## Directions for this task
Continue the passage below on whether Medicaid counts as welfare, picking up after its final sentence.

## Page excerpt
_ _ _ _ _ _ _
This is a question that’s stirred some debate recently. Republicans have always considered Medicaid—a means-tested public benefit that’s received based on income guidelines, much like TANF or food stamps—to be welfare. Democrats lately have been contending that it’s not, especially within the context of the Medicaid expansion debate.
So, what do others have to say?
It’s telling that Pennsylvania, a state whose decision to expand Medicaid under the ACA is being touted by Maine Democrats, places its Medicaid program within the state’s “Department of Public Welfare.” The Department’s home page lists “Medical Assistance” (the name for Pennsylvania’s Medicaid program) right next to Cash Assistance and Food Stamps when directing visitors to apply for benefits.
Idaho’s Medicaid program similarly falls under that state’s Department of Health and Welfare.
In Nevada, the Division of Welfare and Supportive Services determines eligibility for the Medicaid program.
Most states administer their Medicaid program under the same cabinet-level department as the rest of their welfare programs, such as cash assistance, food stamps, and rent subsidies. If it’s really health insurance—as Democrats claim—and not welfare, wouldn’t Medicaid be administered by the states’ departments or bureaus of insurance?
_ _ _ _ _ _ _
## Source records
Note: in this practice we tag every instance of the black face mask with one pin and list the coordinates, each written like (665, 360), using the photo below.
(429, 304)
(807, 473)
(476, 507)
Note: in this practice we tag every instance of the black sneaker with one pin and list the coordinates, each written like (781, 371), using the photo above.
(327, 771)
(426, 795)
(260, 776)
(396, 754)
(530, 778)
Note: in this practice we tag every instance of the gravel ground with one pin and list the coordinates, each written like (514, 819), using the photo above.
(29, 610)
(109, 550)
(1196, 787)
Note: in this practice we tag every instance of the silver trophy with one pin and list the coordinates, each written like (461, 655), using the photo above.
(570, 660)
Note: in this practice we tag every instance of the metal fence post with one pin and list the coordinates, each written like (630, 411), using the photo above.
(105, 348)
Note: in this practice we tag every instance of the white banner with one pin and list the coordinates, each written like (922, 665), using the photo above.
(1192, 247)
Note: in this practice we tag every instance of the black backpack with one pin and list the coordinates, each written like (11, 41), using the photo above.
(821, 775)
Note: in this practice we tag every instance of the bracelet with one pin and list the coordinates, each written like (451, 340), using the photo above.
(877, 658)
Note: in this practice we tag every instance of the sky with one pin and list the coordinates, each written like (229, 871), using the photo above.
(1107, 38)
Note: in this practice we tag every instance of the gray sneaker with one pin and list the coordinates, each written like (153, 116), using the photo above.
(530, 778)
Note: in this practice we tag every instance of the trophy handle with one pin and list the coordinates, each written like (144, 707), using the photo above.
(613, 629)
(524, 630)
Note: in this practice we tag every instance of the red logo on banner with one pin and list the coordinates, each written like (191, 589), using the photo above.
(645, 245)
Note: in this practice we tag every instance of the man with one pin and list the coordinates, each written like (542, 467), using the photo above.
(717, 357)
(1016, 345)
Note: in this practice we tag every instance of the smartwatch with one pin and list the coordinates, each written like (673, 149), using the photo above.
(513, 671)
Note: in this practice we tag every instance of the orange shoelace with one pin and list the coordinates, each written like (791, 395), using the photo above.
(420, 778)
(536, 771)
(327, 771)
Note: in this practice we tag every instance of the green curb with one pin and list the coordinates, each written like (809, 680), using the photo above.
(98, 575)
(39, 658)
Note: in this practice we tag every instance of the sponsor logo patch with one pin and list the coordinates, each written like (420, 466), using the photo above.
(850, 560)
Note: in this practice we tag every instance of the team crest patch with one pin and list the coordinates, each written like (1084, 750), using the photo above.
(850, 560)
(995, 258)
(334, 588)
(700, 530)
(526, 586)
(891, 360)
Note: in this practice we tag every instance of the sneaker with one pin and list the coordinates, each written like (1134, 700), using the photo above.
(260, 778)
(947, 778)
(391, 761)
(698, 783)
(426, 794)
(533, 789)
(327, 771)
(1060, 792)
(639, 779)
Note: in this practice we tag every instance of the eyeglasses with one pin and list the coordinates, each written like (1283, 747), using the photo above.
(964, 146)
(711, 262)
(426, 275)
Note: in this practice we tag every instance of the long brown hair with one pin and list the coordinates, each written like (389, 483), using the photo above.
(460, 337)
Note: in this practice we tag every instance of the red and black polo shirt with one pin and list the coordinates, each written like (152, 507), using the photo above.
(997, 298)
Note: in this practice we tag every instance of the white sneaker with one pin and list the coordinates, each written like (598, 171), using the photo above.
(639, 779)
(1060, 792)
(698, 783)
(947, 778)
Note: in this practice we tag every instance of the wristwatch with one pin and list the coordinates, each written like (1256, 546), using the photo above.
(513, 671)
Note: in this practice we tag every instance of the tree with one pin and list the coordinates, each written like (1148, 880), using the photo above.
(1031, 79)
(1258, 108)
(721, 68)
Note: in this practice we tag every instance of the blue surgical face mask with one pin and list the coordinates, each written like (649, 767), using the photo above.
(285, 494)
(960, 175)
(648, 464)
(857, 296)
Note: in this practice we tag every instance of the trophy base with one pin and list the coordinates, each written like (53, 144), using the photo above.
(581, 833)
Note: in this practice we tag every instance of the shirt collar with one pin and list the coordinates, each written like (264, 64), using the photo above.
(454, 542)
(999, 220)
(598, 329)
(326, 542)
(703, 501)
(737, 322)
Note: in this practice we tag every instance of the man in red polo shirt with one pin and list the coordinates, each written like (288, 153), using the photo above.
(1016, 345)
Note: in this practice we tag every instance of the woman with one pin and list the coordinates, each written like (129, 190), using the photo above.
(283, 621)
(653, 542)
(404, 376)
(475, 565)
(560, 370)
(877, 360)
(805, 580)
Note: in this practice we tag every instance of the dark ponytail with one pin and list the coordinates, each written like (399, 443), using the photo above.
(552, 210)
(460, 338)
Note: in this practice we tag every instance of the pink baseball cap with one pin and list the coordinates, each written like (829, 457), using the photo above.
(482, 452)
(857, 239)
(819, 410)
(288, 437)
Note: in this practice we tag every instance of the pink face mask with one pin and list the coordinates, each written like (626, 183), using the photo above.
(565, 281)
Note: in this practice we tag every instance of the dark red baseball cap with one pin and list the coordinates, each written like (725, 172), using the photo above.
_ _ _ _ _ _ _
## Result of this exercise
The University of Pennsylvania’s School of Social Work considers Medicaid to be welfare, classifying it as non-cash assistance right next to Food Stamps and rent subsidies.
Even the American Association of Retired Persons (AARP) considers Medicaid to be welfare.
Merriam-Webster Dictionary defines welfare, in part: “a government program for poor or unemployed people that helps pay for their food, housing, medical costs, etc. [emphasis added].”
The Portland Press Herald, citing this definition, has concurred that Medicaid is, indeed, welfare.
Historically, Medicaid has always been cognizable as a welfare program, being signed into law originally as a part of President Lyndon Johnson’s “Great Society” initiative and factoring largely into the 1996 federal welfare reform law. In fact, prior to the national welfare reform, Medicaid coverage used to be automatically extended to those who receive cash welfare benefits.
As a means-tested public benefit that’s granted based on income guidelines, it has much more in common with Food Stamps and TANF than it does with Medicare or Unemployment Insurance, which are granted by virtue of age or employment, not means.
So why does this all matter? Is it just a semantic argument or are there real policy implications for how we conceive of Medicaid?
Of course, Medicaid, like many other public benefits, is of vital importance for the truly needy in our society. Many children and elderly and disabled Mainers rely on this program. Republicans put an emphasis on fiscal conservatism in part because we want our social safety net to be sustainable.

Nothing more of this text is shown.